# EXCERPTED PASSAGE:
'''
A sort of “Divorce Finnish Style,” Mika Kaurismäki's rambunctious new comedy, The House of Branching Love, recounts the breakup of a thirtysomething professional couple. Juhani is a family therapist, and his wife, Tuula, a successful business trainer. They're determined to keep things amicable until they sell their house, but when Juhani brings home a girl he picks up in a club, Tuula flips. The very next day, she brings home her own conquest in retaliation. Emotions long thought dead reappear, and the war escalates precipitously when Juhani begins searching for someone to make Tuula equally jealous.

Juhani calls up his half-brother, Wolffi, a put-upon pimp who wants to hide one of his prostitutes, Nina, from his employers and his wife. (A rather substantial sum of money has gone missing.) Over the course of the film, they all wind up at Juhani and Tuula's house, along with the couple's best friends, the permanently embittered Marjut and the womanizing imp Pekka (who's fond of floridly quoting Shakespearean comedies, an obvious influence on the film); two cops who are having their own marital problems; and, eventually, assorted gangsters.

Running underneath all the commotion is our tendency to pay lip service to social changes and our inability to truly internalize them. Liberal and understanding when he's counselling his clients, Juhani can't cope with his wife's success. (He blames his doughy physique on Tuula's “mannishness.”) Tuula considers Juhani sexually inadequate and remote, and isn't afraid to tell him and everyone else so. Then there are the characters' increasingly complicated and absurd pasts, hanging over their current relationships.

When night falls, all hell breaks loose: the couples exchange partners at a frantic pace and the gangsters finally arrive looking for Nina. Kaurismäki smartly uses this underworld subplot as a metaphor not only for how our past haunts us, but for what happens when people are suddenly presented with unaccustomed autonomy. Ultimately, Tuula and Juhani find out that freedom is much more dangerous than they thought.

A welcome follow-up to Kaurismäki's Three Wise Men, which premiered at last year's Festival, The House of Branching Love provides ample proof that there's nothing funnier, or scarier, than matters of the heart.

Steve Gravestock


Mika KaurismäkiMika Kaurismäki was born in Helsinki. He and his brother Aki were the subject of a spotlight programme at the Festival in 1988. His filmography includes The Liar (80), Amazon (90), Zombie and the Ghost Train (91), The Last Border (93), Tigrero – a Film That Was Never Made (94), Condition Red (95), L.A. Without a Map (98), Highway Society (99), Brasileirinho (05), Three Wise Men (08) and The House of Branching Love (09).
'''
# CHECK YOUR UNDERSTANDING:
1 – Say whether each statement agrees with the film review, answering yes or no and quoting the words that decide it: (a) Juhani works as a family therapist. (b) Wolffi is Juhani's cousin. (c) Three Wise Men premiered at the Festival the year before.
2 – From the film review, extract the stretch from "When night falls, all" through "of the heart.".
The items have no connection to the film review.

# LISTED ENTRIES:
'''
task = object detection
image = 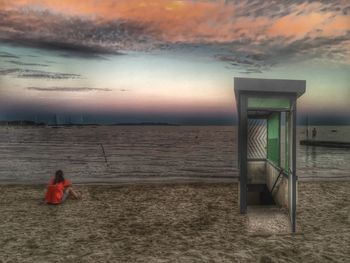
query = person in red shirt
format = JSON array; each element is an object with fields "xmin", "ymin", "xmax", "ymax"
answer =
[{"xmin": 45, "ymin": 170, "xmax": 80, "ymax": 204}]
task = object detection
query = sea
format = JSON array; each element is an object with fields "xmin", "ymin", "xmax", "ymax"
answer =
[{"xmin": 0, "ymin": 125, "xmax": 350, "ymax": 184}]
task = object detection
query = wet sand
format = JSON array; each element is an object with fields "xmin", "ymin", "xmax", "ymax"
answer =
[{"xmin": 0, "ymin": 182, "xmax": 350, "ymax": 262}]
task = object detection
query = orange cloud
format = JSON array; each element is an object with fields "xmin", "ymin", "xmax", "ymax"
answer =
[{"xmin": 0, "ymin": 0, "xmax": 350, "ymax": 43}]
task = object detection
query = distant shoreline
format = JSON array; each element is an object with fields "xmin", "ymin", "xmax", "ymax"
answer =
[{"xmin": 0, "ymin": 120, "xmax": 350, "ymax": 128}]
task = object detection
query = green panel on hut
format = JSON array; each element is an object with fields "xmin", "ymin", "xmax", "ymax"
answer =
[
  {"xmin": 267, "ymin": 113, "xmax": 280, "ymax": 166},
  {"xmin": 248, "ymin": 97, "xmax": 290, "ymax": 109}
]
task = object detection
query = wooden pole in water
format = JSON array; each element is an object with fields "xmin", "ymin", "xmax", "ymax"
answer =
[{"xmin": 100, "ymin": 143, "xmax": 108, "ymax": 167}]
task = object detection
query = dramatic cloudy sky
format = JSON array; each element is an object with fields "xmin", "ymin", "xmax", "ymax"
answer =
[{"xmin": 0, "ymin": 0, "xmax": 350, "ymax": 124}]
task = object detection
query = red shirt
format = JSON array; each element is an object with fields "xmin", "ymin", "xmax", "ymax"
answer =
[{"xmin": 45, "ymin": 178, "xmax": 71, "ymax": 204}]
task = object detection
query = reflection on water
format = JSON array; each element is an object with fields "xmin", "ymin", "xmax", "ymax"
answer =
[{"xmin": 0, "ymin": 126, "xmax": 350, "ymax": 182}]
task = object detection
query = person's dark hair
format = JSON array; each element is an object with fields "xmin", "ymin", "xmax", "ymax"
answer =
[{"xmin": 53, "ymin": 170, "xmax": 64, "ymax": 184}]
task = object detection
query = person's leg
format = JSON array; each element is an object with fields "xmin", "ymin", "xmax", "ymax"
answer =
[{"xmin": 66, "ymin": 187, "xmax": 80, "ymax": 199}]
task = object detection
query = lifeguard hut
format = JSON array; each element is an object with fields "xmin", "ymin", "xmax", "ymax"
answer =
[{"xmin": 234, "ymin": 78, "xmax": 306, "ymax": 232}]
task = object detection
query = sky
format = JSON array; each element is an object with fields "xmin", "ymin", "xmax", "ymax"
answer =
[{"xmin": 0, "ymin": 0, "xmax": 350, "ymax": 124}]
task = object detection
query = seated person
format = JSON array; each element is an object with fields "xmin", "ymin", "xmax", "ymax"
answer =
[{"xmin": 45, "ymin": 170, "xmax": 80, "ymax": 204}]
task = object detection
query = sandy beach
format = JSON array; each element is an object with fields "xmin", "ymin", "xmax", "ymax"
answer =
[{"xmin": 0, "ymin": 182, "xmax": 350, "ymax": 262}]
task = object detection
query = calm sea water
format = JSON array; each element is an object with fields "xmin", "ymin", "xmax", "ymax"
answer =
[{"xmin": 0, "ymin": 126, "xmax": 350, "ymax": 183}]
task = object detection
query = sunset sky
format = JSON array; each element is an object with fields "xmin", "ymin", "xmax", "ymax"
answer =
[{"xmin": 0, "ymin": 0, "xmax": 350, "ymax": 124}]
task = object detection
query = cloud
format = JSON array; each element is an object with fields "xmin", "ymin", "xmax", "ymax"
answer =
[
  {"xmin": 0, "ymin": 0, "xmax": 350, "ymax": 72},
  {"xmin": 0, "ymin": 68, "xmax": 81, "ymax": 80},
  {"xmin": 27, "ymin": 87, "xmax": 112, "ymax": 92},
  {"xmin": 0, "ymin": 52, "xmax": 19, "ymax": 58},
  {"xmin": 6, "ymin": 60, "xmax": 48, "ymax": 67}
]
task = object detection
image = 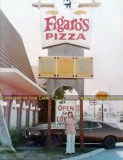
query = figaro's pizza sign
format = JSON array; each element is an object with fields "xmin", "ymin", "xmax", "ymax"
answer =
[{"xmin": 40, "ymin": 0, "xmax": 92, "ymax": 48}]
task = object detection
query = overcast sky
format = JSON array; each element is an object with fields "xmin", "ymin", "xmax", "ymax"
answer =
[{"xmin": 2, "ymin": 0, "xmax": 123, "ymax": 110}]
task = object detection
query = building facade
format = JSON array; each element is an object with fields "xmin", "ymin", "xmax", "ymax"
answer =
[{"xmin": 0, "ymin": 10, "xmax": 46, "ymax": 128}]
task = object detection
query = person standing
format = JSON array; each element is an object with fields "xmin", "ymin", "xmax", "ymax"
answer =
[{"xmin": 65, "ymin": 112, "xmax": 76, "ymax": 154}]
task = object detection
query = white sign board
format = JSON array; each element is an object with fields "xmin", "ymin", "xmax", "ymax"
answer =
[
  {"xmin": 56, "ymin": 100, "xmax": 76, "ymax": 129},
  {"xmin": 40, "ymin": 0, "xmax": 93, "ymax": 48}
]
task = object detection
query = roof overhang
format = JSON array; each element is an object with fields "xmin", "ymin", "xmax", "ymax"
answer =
[
  {"xmin": 32, "ymin": 0, "xmax": 101, "ymax": 8},
  {"xmin": 0, "ymin": 68, "xmax": 47, "ymax": 96}
]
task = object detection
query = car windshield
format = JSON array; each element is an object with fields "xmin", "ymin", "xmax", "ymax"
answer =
[{"xmin": 106, "ymin": 123, "xmax": 119, "ymax": 128}]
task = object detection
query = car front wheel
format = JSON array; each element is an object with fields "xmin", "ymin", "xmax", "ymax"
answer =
[
  {"xmin": 43, "ymin": 135, "xmax": 61, "ymax": 147},
  {"xmin": 103, "ymin": 136, "xmax": 116, "ymax": 149}
]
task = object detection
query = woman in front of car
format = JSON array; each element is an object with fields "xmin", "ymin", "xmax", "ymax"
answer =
[{"xmin": 65, "ymin": 112, "xmax": 76, "ymax": 154}]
'''
# ANSWERS PROVIDED:
1 –
(a) Yes: "Juhani is a family therapist"
(b) No: "Juhani calls up his half-brother, Wolffi"
(c) Yes: "Three Wise Men, which premiered at last year's Festival"

2 –
When night falls, all hell breaks loose: the couples exchange partners at a frantic pace and the gangsters finally arrive looking for Nina. Kaurismäki smartly uses this underworld subplot as a metaphor not only for how our past haunts us, but for what happens when people are suddenly presented with unaccustomed autonomy. Ultimately, Tuula and Juhani find out that freedom is much more dangerous than they thought.

A welcome follow-up to Kaurismäki's Three Wise Men, which premiered at last year's Festival, The House of Branching Love provides ample proof that there's nothing funnier, or scarier, than matters of the heart.